#### PROMPT
Find every line in the records below that holds the word "rocky", and copy each one.
** Opening MATERIAL PROVIDED block **
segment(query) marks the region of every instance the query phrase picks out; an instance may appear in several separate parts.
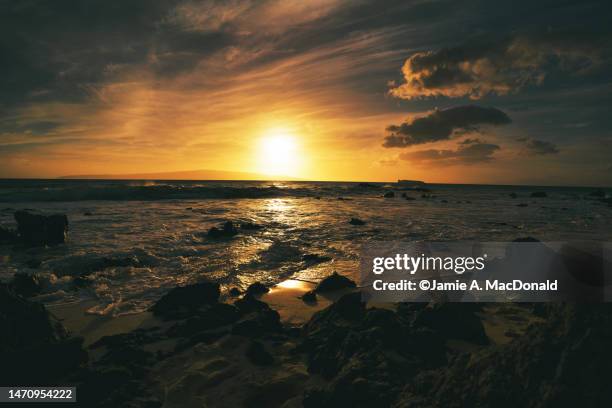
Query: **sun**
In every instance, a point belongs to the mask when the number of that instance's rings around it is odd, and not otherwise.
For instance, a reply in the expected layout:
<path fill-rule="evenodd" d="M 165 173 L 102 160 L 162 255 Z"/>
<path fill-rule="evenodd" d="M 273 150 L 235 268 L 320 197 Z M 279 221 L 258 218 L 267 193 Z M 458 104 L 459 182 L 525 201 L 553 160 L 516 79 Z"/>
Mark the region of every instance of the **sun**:
<path fill-rule="evenodd" d="M 259 171 L 270 175 L 294 175 L 300 162 L 297 139 L 285 128 L 266 130 L 257 154 Z"/>

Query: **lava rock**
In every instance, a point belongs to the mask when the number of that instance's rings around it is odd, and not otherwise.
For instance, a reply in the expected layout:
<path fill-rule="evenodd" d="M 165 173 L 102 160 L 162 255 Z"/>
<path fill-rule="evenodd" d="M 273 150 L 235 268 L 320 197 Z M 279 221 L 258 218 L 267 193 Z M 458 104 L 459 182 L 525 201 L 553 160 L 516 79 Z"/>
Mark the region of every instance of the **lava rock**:
<path fill-rule="evenodd" d="M 355 282 L 347 278 L 346 276 L 340 275 L 337 272 L 332 273 L 325 279 L 323 279 L 315 288 L 316 293 L 332 292 L 340 289 L 350 289 L 357 285 Z"/>
<path fill-rule="evenodd" d="M 517 198 L 518 197 L 518 194 L 516 194 L 516 193 L 510 193 L 508 195 L 510 196 L 510 198 Z"/>
<path fill-rule="evenodd" d="M 238 288 L 231 288 L 227 294 L 230 295 L 231 297 L 238 297 L 241 295 L 242 292 L 240 292 L 240 289 Z"/>
<path fill-rule="evenodd" d="M 274 363 L 274 357 L 270 354 L 264 345 L 257 341 L 252 340 L 246 349 L 246 356 L 251 363 L 258 366 L 268 366 Z"/>
<path fill-rule="evenodd" d="M 395 197 L 395 193 L 393 191 L 388 191 L 383 195 L 384 198 L 393 198 Z"/>
<path fill-rule="evenodd" d="M 349 221 L 349 224 L 351 225 L 365 225 L 366 222 L 363 220 L 360 220 L 359 218 L 351 218 L 351 220 Z"/>
<path fill-rule="evenodd" d="M 526 204 L 526 203 L 520 203 L 520 204 L 517 204 L 516 206 L 517 206 L 517 207 L 528 207 L 528 206 L 529 206 L 529 204 Z"/>
<path fill-rule="evenodd" d="M 263 295 L 268 293 L 270 289 L 261 282 L 251 283 L 246 290 L 247 295 Z"/>
<path fill-rule="evenodd" d="M 221 228 L 212 227 L 208 230 L 208 237 L 213 239 L 231 238 L 238 234 L 238 229 L 231 221 L 226 221 Z"/>
<path fill-rule="evenodd" d="M 66 242 L 68 217 L 64 214 L 43 215 L 26 210 L 16 211 L 17 233 L 27 246 L 52 246 Z"/>
<path fill-rule="evenodd" d="M 190 317 L 184 322 L 172 326 L 168 330 L 168 335 L 181 337 L 193 336 L 203 331 L 230 325 L 239 318 L 240 312 L 236 306 L 226 303 L 217 303 L 198 311 L 194 317 Z"/>
<path fill-rule="evenodd" d="M 217 303 L 220 294 L 219 284 L 213 282 L 179 286 L 162 296 L 151 307 L 151 311 L 156 316 L 166 318 L 184 317 L 191 315 L 203 306 Z"/>

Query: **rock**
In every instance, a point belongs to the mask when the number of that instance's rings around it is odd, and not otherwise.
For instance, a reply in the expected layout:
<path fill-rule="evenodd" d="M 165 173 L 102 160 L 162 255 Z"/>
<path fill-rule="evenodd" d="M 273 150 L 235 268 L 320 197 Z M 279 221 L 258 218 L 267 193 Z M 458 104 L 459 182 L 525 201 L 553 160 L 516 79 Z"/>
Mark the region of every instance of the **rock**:
<path fill-rule="evenodd" d="M 461 354 L 448 367 L 415 378 L 396 406 L 611 406 L 602 375 L 612 369 L 610 304 L 551 307 L 545 322 L 510 343 Z"/>
<path fill-rule="evenodd" d="M 356 286 L 357 285 L 355 284 L 355 282 L 353 282 L 346 276 L 334 272 L 325 279 L 323 279 L 321 282 L 319 282 L 319 284 L 315 288 L 315 292 L 331 292 L 334 290 L 354 288 Z"/>
<path fill-rule="evenodd" d="M 0 245 L 10 245 L 17 242 L 15 231 L 0 225 Z"/>
<path fill-rule="evenodd" d="M 228 292 L 228 295 L 230 295 L 231 297 L 238 297 L 242 294 L 242 292 L 240 292 L 240 289 L 238 288 L 231 288 Z"/>
<path fill-rule="evenodd" d="M 64 214 L 43 215 L 20 210 L 14 217 L 19 238 L 27 246 L 52 246 L 66 242 L 68 217 Z"/>
<path fill-rule="evenodd" d="M 516 205 L 517 207 L 527 207 L 529 206 L 529 204 L 525 204 L 525 203 L 520 203 Z"/>
<path fill-rule="evenodd" d="M 357 187 L 360 187 L 360 188 L 380 188 L 379 185 L 370 184 L 370 183 L 359 183 L 359 184 L 357 184 Z"/>
<path fill-rule="evenodd" d="M 220 294 L 219 284 L 213 282 L 179 286 L 162 296 L 151 307 L 151 311 L 156 316 L 166 318 L 184 317 L 203 306 L 217 303 Z"/>
<path fill-rule="evenodd" d="M 208 230 L 208 237 L 213 239 L 231 238 L 238 234 L 238 229 L 231 221 L 226 221 L 221 228 L 212 227 Z"/>
<path fill-rule="evenodd" d="M 93 213 L 91 211 L 85 211 L 83 213 L 83 215 L 86 216 L 86 217 L 91 217 L 93 215 Z"/>
<path fill-rule="evenodd" d="M 448 200 L 440 200 L 441 203 L 448 204 Z"/>
<path fill-rule="evenodd" d="M 317 302 L 317 293 L 314 290 L 309 290 L 304 293 L 301 298 L 304 303 L 316 303 Z"/>
<path fill-rule="evenodd" d="M 263 295 L 268 293 L 270 289 L 261 282 L 251 283 L 246 290 L 247 295 Z"/>
<path fill-rule="evenodd" d="M 331 258 L 319 254 L 305 254 L 302 256 L 302 261 L 308 265 L 315 265 L 323 262 L 331 261 Z"/>
<path fill-rule="evenodd" d="M 545 191 L 534 191 L 533 193 L 531 193 L 531 197 L 532 198 L 544 198 L 544 197 L 548 197 L 548 194 L 546 194 Z"/>
<path fill-rule="evenodd" d="M 410 196 L 406 196 L 406 197 L 404 197 L 404 200 L 406 200 L 406 201 L 414 201 L 414 200 L 416 200 L 416 198 L 410 197 Z"/>
<path fill-rule="evenodd" d="M 194 317 L 189 317 L 184 322 L 172 326 L 168 330 L 168 334 L 171 336 L 189 337 L 203 331 L 230 325 L 240 318 L 238 308 L 226 303 L 206 306 L 194 314 Z"/>
<path fill-rule="evenodd" d="M 0 284 L 0 383 L 52 384 L 87 360 L 82 339 L 69 337 L 47 309 Z"/>
<path fill-rule="evenodd" d="M 366 222 L 363 220 L 360 220 L 359 218 L 351 218 L 351 220 L 349 221 L 349 224 L 351 225 L 365 225 Z"/>
<path fill-rule="evenodd" d="M 234 306 L 238 308 L 241 314 L 245 315 L 252 312 L 260 312 L 269 310 L 270 306 L 266 302 L 255 299 L 253 295 L 246 294 L 241 299 L 234 302 Z"/>
<path fill-rule="evenodd" d="M 246 356 L 251 363 L 258 366 L 267 366 L 274 363 L 274 357 L 270 354 L 264 345 L 256 340 L 251 340 L 246 349 Z"/>
<path fill-rule="evenodd" d="M 510 193 L 508 195 L 510 196 L 510 198 L 517 198 L 518 197 L 518 194 L 516 194 L 516 193 Z"/>
<path fill-rule="evenodd" d="M 384 195 L 384 198 L 393 198 L 395 197 L 395 193 L 393 191 L 387 191 Z"/>
<path fill-rule="evenodd" d="M 477 307 L 472 303 L 433 303 L 417 312 L 414 325 L 430 328 L 444 338 L 486 345 L 489 338 L 474 313 Z"/>
<path fill-rule="evenodd" d="M 18 272 L 14 275 L 10 285 L 15 293 L 24 297 L 37 295 L 41 291 L 40 280 L 36 274 L 30 275 Z"/>

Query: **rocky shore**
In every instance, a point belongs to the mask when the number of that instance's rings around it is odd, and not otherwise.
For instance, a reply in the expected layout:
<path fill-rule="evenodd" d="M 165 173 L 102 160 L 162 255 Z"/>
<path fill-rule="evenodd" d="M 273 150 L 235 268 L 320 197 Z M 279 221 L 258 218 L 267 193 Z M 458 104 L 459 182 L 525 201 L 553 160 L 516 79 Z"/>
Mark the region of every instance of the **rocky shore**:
** Closing MATERIAL PROVIDED block **
#### YOUR SOLUTION
Query: **rocky shore**
Mark the region of every instance of the **rocky shore**:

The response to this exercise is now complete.